Tally up the lines below with "white" in them. Answer with the number only.

=== Records for processing ===
________________

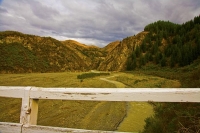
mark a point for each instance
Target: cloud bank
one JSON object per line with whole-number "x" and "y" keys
{"x": 95, "y": 22}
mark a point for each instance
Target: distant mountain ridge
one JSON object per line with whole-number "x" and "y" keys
{"x": 161, "y": 43}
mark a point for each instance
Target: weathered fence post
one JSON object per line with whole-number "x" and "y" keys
{"x": 29, "y": 109}
{"x": 34, "y": 111}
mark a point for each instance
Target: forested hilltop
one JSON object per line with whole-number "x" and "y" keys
{"x": 167, "y": 44}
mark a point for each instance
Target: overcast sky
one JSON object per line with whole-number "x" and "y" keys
{"x": 95, "y": 22}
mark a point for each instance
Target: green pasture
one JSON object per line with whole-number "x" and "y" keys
{"x": 121, "y": 116}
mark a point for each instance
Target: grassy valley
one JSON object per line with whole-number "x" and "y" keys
{"x": 164, "y": 55}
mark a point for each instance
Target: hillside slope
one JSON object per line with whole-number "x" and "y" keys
{"x": 29, "y": 53}
{"x": 116, "y": 60}
{"x": 161, "y": 43}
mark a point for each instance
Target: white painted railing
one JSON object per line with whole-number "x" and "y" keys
{"x": 31, "y": 95}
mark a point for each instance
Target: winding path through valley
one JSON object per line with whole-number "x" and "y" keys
{"x": 116, "y": 83}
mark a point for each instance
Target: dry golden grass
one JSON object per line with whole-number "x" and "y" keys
{"x": 83, "y": 114}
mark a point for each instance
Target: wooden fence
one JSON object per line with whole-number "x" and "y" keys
{"x": 31, "y": 95}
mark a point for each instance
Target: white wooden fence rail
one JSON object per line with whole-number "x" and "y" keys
{"x": 31, "y": 95}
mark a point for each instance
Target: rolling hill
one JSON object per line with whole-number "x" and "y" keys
{"x": 161, "y": 43}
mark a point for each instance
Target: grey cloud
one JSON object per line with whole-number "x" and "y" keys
{"x": 99, "y": 21}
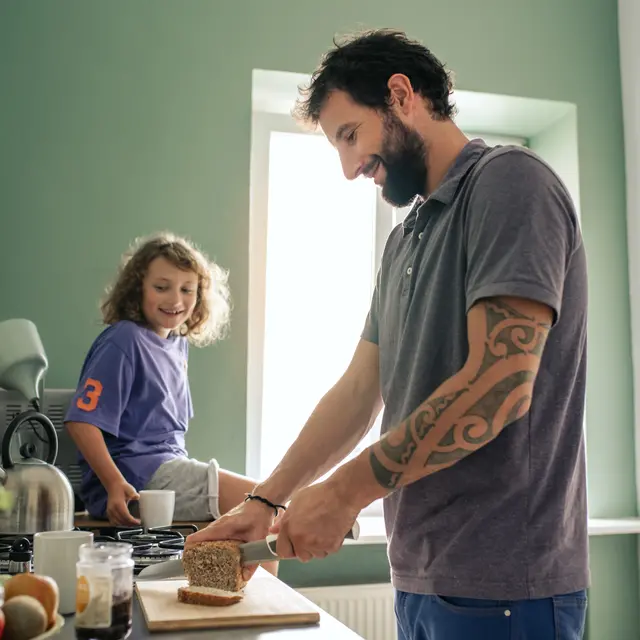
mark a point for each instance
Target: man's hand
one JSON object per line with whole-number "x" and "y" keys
{"x": 119, "y": 496}
{"x": 316, "y": 522}
{"x": 247, "y": 522}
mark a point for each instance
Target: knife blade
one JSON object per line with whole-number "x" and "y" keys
{"x": 251, "y": 552}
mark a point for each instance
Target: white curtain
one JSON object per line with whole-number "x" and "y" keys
{"x": 629, "y": 26}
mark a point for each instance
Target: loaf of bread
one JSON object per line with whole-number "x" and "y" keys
{"x": 214, "y": 572}
{"x": 208, "y": 597}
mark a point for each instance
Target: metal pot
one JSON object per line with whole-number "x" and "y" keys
{"x": 40, "y": 494}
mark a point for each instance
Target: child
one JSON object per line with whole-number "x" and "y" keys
{"x": 130, "y": 413}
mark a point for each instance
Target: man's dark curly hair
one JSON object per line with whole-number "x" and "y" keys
{"x": 361, "y": 66}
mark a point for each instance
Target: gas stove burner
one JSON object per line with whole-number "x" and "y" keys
{"x": 149, "y": 555}
{"x": 139, "y": 537}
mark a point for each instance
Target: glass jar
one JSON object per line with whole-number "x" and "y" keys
{"x": 104, "y": 591}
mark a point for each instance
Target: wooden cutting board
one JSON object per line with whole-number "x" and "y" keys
{"x": 267, "y": 602}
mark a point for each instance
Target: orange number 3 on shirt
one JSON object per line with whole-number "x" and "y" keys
{"x": 88, "y": 401}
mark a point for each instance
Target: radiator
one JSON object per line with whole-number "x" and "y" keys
{"x": 366, "y": 609}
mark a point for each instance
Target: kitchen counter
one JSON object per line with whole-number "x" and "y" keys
{"x": 83, "y": 520}
{"x": 328, "y": 627}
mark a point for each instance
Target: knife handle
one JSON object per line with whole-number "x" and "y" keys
{"x": 272, "y": 539}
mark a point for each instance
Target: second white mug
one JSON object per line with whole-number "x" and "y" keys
{"x": 156, "y": 508}
{"x": 55, "y": 554}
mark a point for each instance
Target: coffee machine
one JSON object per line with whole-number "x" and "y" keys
{"x": 34, "y": 494}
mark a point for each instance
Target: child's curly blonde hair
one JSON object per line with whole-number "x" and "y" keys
{"x": 210, "y": 317}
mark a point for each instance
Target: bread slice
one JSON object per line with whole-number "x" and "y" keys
{"x": 208, "y": 597}
{"x": 216, "y": 565}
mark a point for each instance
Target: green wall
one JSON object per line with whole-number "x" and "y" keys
{"x": 119, "y": 118}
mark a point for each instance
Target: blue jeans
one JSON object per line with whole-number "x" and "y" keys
{"x": 422, "y": 617}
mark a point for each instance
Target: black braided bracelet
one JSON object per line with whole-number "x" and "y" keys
{"x": 275, "y": 507}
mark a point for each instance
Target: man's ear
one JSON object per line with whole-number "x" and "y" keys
{"x": 401, "y": 94}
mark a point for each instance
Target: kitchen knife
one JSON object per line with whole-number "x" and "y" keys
{"x": 251, "y": 552}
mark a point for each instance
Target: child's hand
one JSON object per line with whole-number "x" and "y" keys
{"x": 119, "y": 496}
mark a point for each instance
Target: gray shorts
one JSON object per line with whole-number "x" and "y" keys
{"x": 195, "y": 484}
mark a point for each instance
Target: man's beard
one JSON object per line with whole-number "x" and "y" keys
{"x": 404, "y": 156}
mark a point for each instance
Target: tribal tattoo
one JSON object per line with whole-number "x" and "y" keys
{"x": 450, "y": 426}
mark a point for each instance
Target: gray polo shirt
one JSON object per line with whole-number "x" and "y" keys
{"x": 510, "y": 520}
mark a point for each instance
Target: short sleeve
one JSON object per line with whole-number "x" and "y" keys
{"x": 370, "y": 330}
{"x": 104, "y": 388}
{"x": 521, "y": 231}
{"x": 190, "y": 411}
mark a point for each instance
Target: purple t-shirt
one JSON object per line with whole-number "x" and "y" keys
{"x": 134, "y": 387}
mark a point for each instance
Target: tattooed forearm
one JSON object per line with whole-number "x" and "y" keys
{"x": 493, "y": 393}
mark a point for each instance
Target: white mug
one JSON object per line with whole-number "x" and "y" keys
{"x": 55, "y": 554}
{"x": 156, "y": 508}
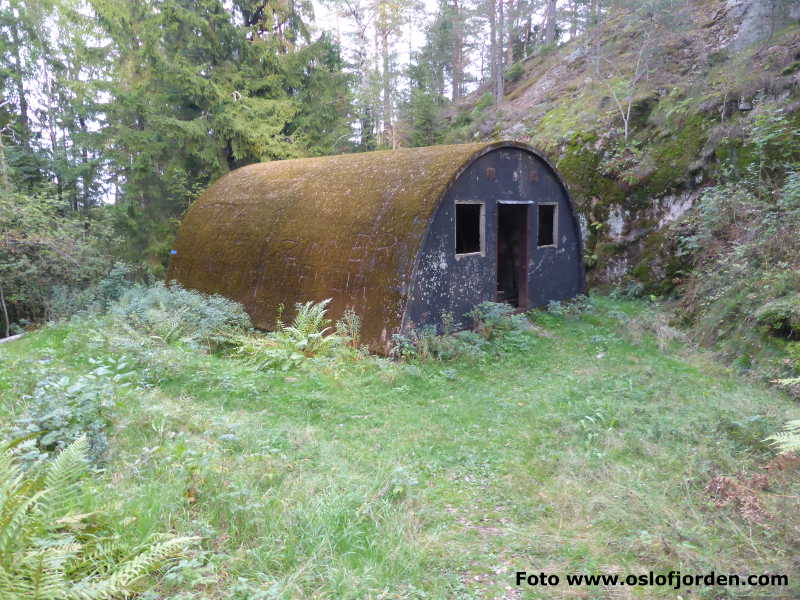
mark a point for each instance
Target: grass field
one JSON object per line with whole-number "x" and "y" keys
{"x": 585, "y": 445}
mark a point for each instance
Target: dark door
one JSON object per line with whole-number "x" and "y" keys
{"x": 512, "y": 254}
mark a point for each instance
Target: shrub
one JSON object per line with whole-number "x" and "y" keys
{"x": 60, "y": 411}
{"x": 310, "y": 334}
{"x": 787, "y": 440}
{"x": 171, "y": 314}
{"x": 492, "y": 319}
{"x": 48, "y": 550}
{"x": 781, "y": 316}
{"x": 426, "y": 344}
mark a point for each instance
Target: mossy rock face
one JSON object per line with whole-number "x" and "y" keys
{"x": 659, "y": 267}
{"x": 673, "y": 158}
{"x": 781, "y": 316}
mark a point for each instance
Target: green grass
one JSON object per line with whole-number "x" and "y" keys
{"x": 586, "y": 447}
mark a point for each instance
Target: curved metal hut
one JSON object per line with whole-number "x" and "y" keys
{"x": 402, "y": 237}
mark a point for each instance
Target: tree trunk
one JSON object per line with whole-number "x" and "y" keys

________________

=== Output for this exercise ===
5